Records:
═══

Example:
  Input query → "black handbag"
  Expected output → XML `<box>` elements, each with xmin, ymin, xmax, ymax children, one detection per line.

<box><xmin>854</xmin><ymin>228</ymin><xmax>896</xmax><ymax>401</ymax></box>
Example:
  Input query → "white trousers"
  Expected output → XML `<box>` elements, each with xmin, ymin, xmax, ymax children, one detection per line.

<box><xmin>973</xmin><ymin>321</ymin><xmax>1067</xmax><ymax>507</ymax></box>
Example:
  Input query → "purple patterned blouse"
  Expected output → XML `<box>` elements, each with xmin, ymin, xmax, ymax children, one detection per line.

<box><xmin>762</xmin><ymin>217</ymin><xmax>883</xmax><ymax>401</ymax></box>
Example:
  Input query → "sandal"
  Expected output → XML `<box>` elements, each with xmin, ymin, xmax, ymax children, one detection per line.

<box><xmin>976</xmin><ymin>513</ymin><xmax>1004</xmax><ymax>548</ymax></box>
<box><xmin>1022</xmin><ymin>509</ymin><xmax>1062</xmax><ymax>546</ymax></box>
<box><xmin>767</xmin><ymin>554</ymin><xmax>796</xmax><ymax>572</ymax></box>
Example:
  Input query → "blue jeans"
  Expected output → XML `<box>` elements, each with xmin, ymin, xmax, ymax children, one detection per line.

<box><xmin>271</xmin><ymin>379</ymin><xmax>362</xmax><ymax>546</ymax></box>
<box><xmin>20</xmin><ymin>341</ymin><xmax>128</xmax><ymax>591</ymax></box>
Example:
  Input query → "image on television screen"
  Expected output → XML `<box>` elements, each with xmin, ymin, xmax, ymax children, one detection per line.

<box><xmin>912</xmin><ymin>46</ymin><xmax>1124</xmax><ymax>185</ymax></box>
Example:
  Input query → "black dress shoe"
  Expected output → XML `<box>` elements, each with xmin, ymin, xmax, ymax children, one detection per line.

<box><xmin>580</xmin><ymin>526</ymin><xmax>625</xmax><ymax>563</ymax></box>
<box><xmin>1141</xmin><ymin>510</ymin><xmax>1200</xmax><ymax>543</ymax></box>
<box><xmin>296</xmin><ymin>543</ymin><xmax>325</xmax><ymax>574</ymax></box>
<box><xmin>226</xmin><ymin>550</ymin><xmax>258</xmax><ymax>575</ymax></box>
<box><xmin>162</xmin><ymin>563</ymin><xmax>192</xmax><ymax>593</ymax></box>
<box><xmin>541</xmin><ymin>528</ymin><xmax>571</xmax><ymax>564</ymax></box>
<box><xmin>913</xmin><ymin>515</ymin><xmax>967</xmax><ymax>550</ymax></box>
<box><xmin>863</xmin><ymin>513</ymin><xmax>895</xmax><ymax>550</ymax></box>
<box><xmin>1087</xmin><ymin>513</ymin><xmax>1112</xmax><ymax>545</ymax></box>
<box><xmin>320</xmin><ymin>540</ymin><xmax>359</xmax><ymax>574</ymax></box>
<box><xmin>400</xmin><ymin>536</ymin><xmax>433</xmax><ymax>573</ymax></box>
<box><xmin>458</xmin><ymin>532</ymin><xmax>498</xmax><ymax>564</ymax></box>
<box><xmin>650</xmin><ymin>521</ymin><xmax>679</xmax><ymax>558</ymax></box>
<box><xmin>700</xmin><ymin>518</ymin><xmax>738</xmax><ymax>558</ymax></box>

═══

Problem description
Make an exact copy of every entry.

Result of the exercise
Example:
  Input query → "black handbag"
  Expected output → XML `<box>` elements, each with xmin, ymin, xmax, ymax children, one detection per line.

<box><xmin>854</xmin><ymin>228</ymin><xmax>896</xmax><ymax>401</ymax></box>
Example:
  Input query → "white trousers"
  Expected output → XML `<box>` elements, each with xmin, ymin, xmax, ymax children, one detection per line.

<box><xmin>973</xmin><ymin>321</ymin><xmax>1067</xmax><ymax>507</ymax></box>
Example:
  Input query → "purple patterned blouse"
  Expected output → XML `<box>` elements, each with xmin, ymin, xmax, ymax children, one detection per line.

<box><xmin>762</xmin><ymin>217</ymin><xmax>883</xmax><ymax>401</ymax></box>
Example:
  Input query → "sandal"
  Expected output → XML `<box>` elements, each with xmin, ymin, xmax, ymax children, one detection per line.

<box><xmin>976</xmin><ymin>513</ymin><xmax>1004</xmax><ymax>548</ymax></box>
<box><xmin>1022</xmin><ymin>509</ymin><xmax>1062</xmax><ymax>546</ymax></box>
<box><xmin>767</xmin><ymin>554</ymin><xmax>796</xmax><ymax>572</ymax></box>
Example:
  Input query → "blue jeans"
  Expected output → XML `<box>` elements, each with xmin, ymin, xmax, ymax children, one detection per line.

<box><xmin>271</xmin><ymin>379</ymin><xmax>362</xmax><ymax>546</ymax></box>
<box><xmin>20</xmin><ymin>341</ymin><xmax>128</xmax><ymax>591</ymax></box>
Example:
  Input query → "image on television screen"
  Expected output → XML `<box>` elements, each with xmin, ymin, xmax, ymax children, one detection per line.

<box><xmin>912</xmin><ymin>46</ymin><xmax>1124</xmax><ymax>185</ymax></box>
Example:
  Input query → "black dress shoe"
  Expected output → XML `<box>` elements, each with xmin, ymin, xmax, ymax children, one detection per line.

<box><xmin>580</xmin><ymin>526</ymin><xmax>625</xmax><ymax>563</ymax></box>
<box><xmin>1141</xmin><ymin>510</ymin><xmax>1200</xmax><ymax>543</ymax></box>
<box><xmin>296</xmin><ymin>543</ymin><xmax>325</xmax><ymax>574</ymax></box>
<box><xmin>226</xmin><ymin>550</ymin><xmax>258</xmax><ymax>575</ymax></box>
<box><xmin>162</xmin><ymin>563</ymin><xmax>192</xmax><ymax>593</ymax></box>
<box><xmin>541</xmin><ymin>528</ymin><xmax>571</xmax><ymax>564</ymax></box>
<box><xmin>913</xmin><ymin>515</ymin><xmax>967</xmax><ymax>550</ymax></box>
<box><xmin>863</xmin><ymin>513</ymin><xmax>895</xmax><ymax>550</ymax></box>
<box><xmin>1087</xmin><ymin>513</ymin><xmax>1112</xmax><ymax>545</ymax></box>
<box><xmin>320</xmin><ymin>540</ymin><xmax>359</xmax><ymax>574</ymax></box>
<box><xmin>400</xmin><ymin>536</ymin><xmax>433</xmax><ymax>573</ymax></box>
<box><xmin>458</xmin><ymin>532</ymin><xmax>498</xmax><ymax>564</ymax></box>
<box><xmin>650</xmin><ymin>521</ymin><xmax>679</xmax><ymax>558</ymax></box>
<box><xmin>700</xmin><ymin>518</ymin><xmax>738</xmax><ymax>558</ymax></box>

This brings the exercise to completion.